What you have to do
All of the data is to be restated word for word.

Data
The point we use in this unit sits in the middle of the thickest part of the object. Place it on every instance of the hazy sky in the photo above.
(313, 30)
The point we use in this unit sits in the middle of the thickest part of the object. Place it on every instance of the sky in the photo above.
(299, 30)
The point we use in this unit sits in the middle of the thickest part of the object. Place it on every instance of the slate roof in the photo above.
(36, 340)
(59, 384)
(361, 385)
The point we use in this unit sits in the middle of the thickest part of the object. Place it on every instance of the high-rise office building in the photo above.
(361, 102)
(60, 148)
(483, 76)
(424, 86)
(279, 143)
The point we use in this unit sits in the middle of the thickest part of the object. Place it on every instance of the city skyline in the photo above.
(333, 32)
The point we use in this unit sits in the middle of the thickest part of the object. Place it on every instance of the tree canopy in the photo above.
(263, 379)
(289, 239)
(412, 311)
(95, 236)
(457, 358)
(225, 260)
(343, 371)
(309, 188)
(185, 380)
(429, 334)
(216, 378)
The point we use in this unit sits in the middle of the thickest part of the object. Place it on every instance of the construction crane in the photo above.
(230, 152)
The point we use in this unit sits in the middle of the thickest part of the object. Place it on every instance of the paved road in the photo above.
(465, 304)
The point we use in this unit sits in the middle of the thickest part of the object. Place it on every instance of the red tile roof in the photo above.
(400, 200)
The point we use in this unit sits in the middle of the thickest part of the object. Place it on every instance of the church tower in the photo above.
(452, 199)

Solution
The point we use in this unit sits in the middle of the thickest part of the object. Place it on every instance of the hazy sky in the photo above.
(313, 30)
The point we use in this unit sits in the middle of the thickest part of the object. Place it on every instance of the sky in the photo above.
(299, 30)
The point we use in this unit sits in the middle of the thickest part of the object. Place it on every instance of the slate roof in the photo above.
(36, 340)
(59, 384)
(361, 385)
The point we use in this unit sits in the middle of the thickest part of the object. Place it on every instance of the high-rise office building in the photo above.
(361, 102)
(60, 148)
(483, 76)
(424, 86)
(279, 143)
The point we use in this unit sits in the middle of the thickest part of the object. Place it on every instance of the city skyline in the photo above.
(333, 32)
The point we use in this unit sits in the middle of the thickest part of the object. Place it on every instance of the tree canopy in the photo above.
(263, 379)
(289, 239)
(412, 311)
(95, 236)
(457, 358)
(225, 260)
(343, 371)
(309, 188)
(185, 380)
(429, 334)
(216, 378)
The point we use in this unit sits in the middle of the thickest part of the object. Place it on every instance of the construction crane in the photo above.
(230, 152)
The point we use in this unit sits in the middle of the thickest part of the object. Place it on every instance of the paved road in the photo above.
(465, 304)
The point we use in this unit sits in the middle of the thickest part of the object. Place it on every instance of the red tile roof in the photo above.
(400, 200)
The point we use in this unit sits in the middle of the thickest part of the object. Place it on every instance of the church tower in the photo above.
(452, 199)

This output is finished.